■ COMPITO SCRITTO A:
Puoi riscrivere in forma più breve il paragrafo dell'estratto sulla delega legislativa che comincia con "8.1.2.– Per altro verso", mantenendone i fatti principali?
■ COMPITO SCRITTO B:
Puoi riassumere in due frasi l'estratto sulla delega legislativa?
■ COMPITO SCRITTO C:
Puoi riprendere l'estratto sulla delega legislativa e continuarlo dopo l'ultima frase riportata?

■ ESTRATTO DELLA FONTE:
● ● ● ●
9. I motivi di doglianza, e comunque i motivi di diritto su cui si basa la pretesa ricorsuale, sono configurati alla stregua di contestazioni del predetto decreto legislativo e non vi si riscontrano deduzioni che prescindano dalla presupposta necessaria dichiarazione di incostituzionalità sopra menzionata.

10. Non si tratta solo di censure di rilievo costituzionale quanto alla ragione della contestazione, ma si tratta piuttosto di censure di un atto normativo primario il cui vaglio è però demandato alla Corte Costituzionale.

11. Al fine di valutare la necessità o meno di rinvio alla Consulta il giudice a quo deve tuttavia valutare la rilevanza e la non manifesta infondatezza della questione, anche alla luce della giurisprudenza costituzionale nel frattempo intervenuta.

12. Nel caso di specie appare che sussista una pronunzia del Giudice delle leggi, in particolare la n. 79/2019 che ha respinto, almeno per i termini essenziali, le lamentele ricorsuali.

13. In particolare in detta pronunzia la Consulta ha affermato: “ 8.1. – Le questioni di legittimità costituzionale non sono fondate.

Non v’è dubbio che la Costituzione, all’art. 76, ponga una duplice direttiva normativa nei confronti di Parlamento e Governo, protagonisti del procedimento bifasico ivi disciplinato.

8.1.1.– Per un verso, il Parlamento è tenuto a circoscrivere i margini di azione dell’esecutivo;
come questa Corte ha già affermato, l’individuazione dei principi e criteri direttivi, la delimitazione dell’oggetto e la fissazione del termine mirano a «circoscrivere il campo della delega» al fine di «evitare che essa venga esercitata in modo divergente dalle finalità che l’hanno determinata» (sentenza n. 198 del 1998;
nello stesso senso, sentenza n. 3 del 1957). La limitazione rigorosa dei poteri del legislatore delegato e la conseguente inammissibilità di “deleghe in bianco” si giustificano alla luce dell’assetto generale delle attribuzioni disegnato dalla Costituzione, la quale assegna la funzione legislativa alle Camere (art. 70 Cost.). Il ruolo centrale del Parlamento, nei processi di produzione normativa, impone allo stesso di non delegare l’esercizio della funzione legislativa se non con limiti precisi (sentenza n. 106 del 1962), che non si riducano a clausole di stile prive di adeguata efficacia precettiva.

8.1.2.– Per altro verso, le condizioni fissate dal delegante, ai sensi dell’art. 76 Cost., rappresentano un confine invalicabile per il Governo, che proprio nel contenuto della delega trova la misura della propria azione. Non a caso, questa Corte ha più volte sancito che, soprattutto nel caso di deleghe destinate al riordino normativo, «al legislatore delegato spetta un limitato margine di discrezionalità per l’introduzione di soluzioni innovative, le quali devono attenersi strettamente ai principi e ai criteri direttivi enunciati dal legislatore delegante» (sentenza n. 250 del 2016;
nello stesso senso, sentenze n. 94, n. 73, n. 50 e n. 5 del 2014, n. 162 e n. 80 del 2012).
● ● ● ●
■ DATI FORNITI:
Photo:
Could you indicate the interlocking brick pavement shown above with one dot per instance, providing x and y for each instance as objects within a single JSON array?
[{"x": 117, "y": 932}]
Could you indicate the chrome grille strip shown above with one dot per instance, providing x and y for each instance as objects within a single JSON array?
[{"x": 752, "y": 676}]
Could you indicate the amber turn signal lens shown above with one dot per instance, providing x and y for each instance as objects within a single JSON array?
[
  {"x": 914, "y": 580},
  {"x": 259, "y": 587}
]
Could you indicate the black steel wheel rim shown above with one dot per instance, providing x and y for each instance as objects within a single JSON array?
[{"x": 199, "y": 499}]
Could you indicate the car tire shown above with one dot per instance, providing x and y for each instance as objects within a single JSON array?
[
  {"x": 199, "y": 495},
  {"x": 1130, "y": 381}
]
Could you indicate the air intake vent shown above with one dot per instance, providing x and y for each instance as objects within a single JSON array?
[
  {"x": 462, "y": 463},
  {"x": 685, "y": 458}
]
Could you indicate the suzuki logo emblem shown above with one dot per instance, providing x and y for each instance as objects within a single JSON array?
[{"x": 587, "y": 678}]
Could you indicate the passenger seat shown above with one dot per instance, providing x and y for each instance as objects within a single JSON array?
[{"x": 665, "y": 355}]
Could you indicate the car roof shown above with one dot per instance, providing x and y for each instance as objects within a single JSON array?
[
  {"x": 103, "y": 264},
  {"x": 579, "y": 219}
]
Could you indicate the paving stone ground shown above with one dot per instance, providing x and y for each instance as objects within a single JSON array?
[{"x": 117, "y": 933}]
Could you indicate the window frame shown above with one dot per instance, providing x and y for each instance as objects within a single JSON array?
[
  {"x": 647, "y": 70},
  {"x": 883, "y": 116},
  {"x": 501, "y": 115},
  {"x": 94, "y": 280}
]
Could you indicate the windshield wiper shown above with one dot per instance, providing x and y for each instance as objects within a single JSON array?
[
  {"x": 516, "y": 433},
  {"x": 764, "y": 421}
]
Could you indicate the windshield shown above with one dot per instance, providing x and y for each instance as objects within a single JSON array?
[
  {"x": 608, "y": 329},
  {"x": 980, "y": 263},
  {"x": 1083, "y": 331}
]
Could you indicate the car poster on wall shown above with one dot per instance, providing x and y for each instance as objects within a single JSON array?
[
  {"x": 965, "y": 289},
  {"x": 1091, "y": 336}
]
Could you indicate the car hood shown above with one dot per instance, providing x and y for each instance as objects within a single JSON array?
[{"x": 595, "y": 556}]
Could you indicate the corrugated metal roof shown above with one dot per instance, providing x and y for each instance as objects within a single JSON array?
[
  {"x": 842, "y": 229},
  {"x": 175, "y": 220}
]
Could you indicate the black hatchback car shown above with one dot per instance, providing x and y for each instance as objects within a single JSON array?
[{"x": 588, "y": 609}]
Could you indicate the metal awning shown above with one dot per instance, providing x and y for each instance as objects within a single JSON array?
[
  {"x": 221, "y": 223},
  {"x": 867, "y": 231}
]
● ● ● ●
■ RISPOSTA SCRITTA A:
Le condizioni fissate dal delegante ai sensi dell'art. 76 Cost. sono un confine invalicabile per il Governo, che trova nel contenuto della delega la misura della propria azione. La Corte ha più volte stabilito che, soprattutto nelle deleghe di riordino normativo, il legislatore delegato ha solo un limitato margine di discrezionalità per introdurre soluzioni innovative. Queste soluzioni devono attenersi strettamente ai principi e ai criteri direttivi del delegante, come affermato nella sentenza n. 250 del 2016 e in diverse sentenze del 2012 e del 2014.

■ RISPOSTA SCRITTA B:
I motivi del ricorso sono contestazioni di un decreto legislativo che presuppongono una dichiarazione di incostituzionalità, il cui vaglio spetta alla Corte costituzionale, e su questi motivi esiste già la sentenza n. 79/2019, che ha respinto le lamentele almeno nei termini essenziali. In quella pronuncia la Consulta ha giudicato infondate le questioni, affermando che l'art. 76 Cost. obbliga il Parlamento a circoscrivere la delega con limiti precisi e il Governo ad attenersi strettamente ai principi e ai criteri direttivi fissati dal delegante.

■ RISPOSTA SCRITTA C:
In queste ipotesi, si impone una verifica rigorosa sui contenuti della decretazione legislativa, richiesta dall’essere la legislazione su delega una legislazione vincolata dai principi e criteri direttivi posti dal Parlamento.

8.2.– Questa Corte è tuttavia consapevole che il procedimento delineato dall’art. 76 Cost. attiene pur sempre alla produzione di atti legislativi. Per tale ragione, il delegante non è onerato di fornire una descrizione tassativa delle norme suscettibile di guidare il delegato, risultando anzi consentito «il ricorso a clausole generali, ferma la necessità che queste siano accompagnate dall’indicazione di precisi principi» (sentenza n. 250 del 2016;
nello stesso senso, sentenza n. 159 del 2001);
né il Governo è tenuto a una attività di mera esecuzione o automatico riempimento dei disposti cristallizzati nella delega. Per costante giurisprudenza di questa Corte, infatti, i confini del potere legislativo delegato risultano complessivamente dalla determinazione dell’oggetto e dei principi e criteri direttivi, unitariamente considerati.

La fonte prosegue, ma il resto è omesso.